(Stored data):
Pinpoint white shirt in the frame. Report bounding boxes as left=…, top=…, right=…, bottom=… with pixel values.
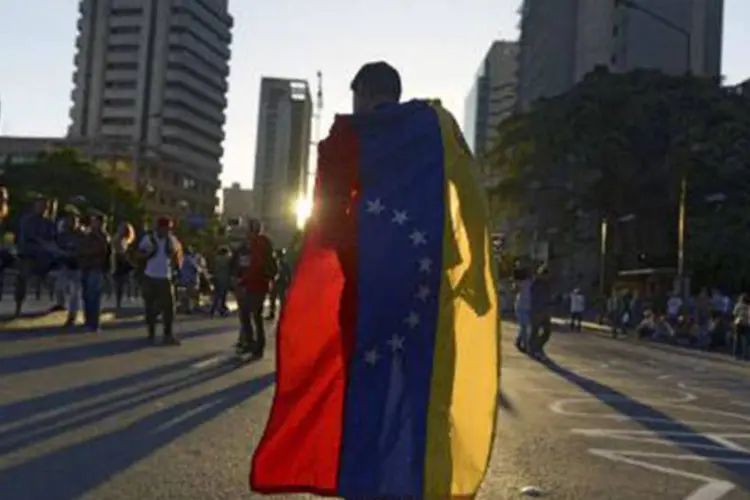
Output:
left=667, top=297, right=682, bottom=316
left=138, top=234, right=180, bottom=279
left=570, top=292, right=586, bottom=313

(WHAT TO PRODUCE): Can you repeat every one of the items above word for word, but without the pictures?

(SOLUTION FOR THIS PROBLEM):
Pinpoint white shirt in the frame. Report bounding boxes as left=…, top=…, right=…, bottom=… with pixel values.
Output:
left=667, top=297, right=682, bottom=316
left=138, top=234, right=180, bottom=279
left=570, top=292, right=586, bottom=313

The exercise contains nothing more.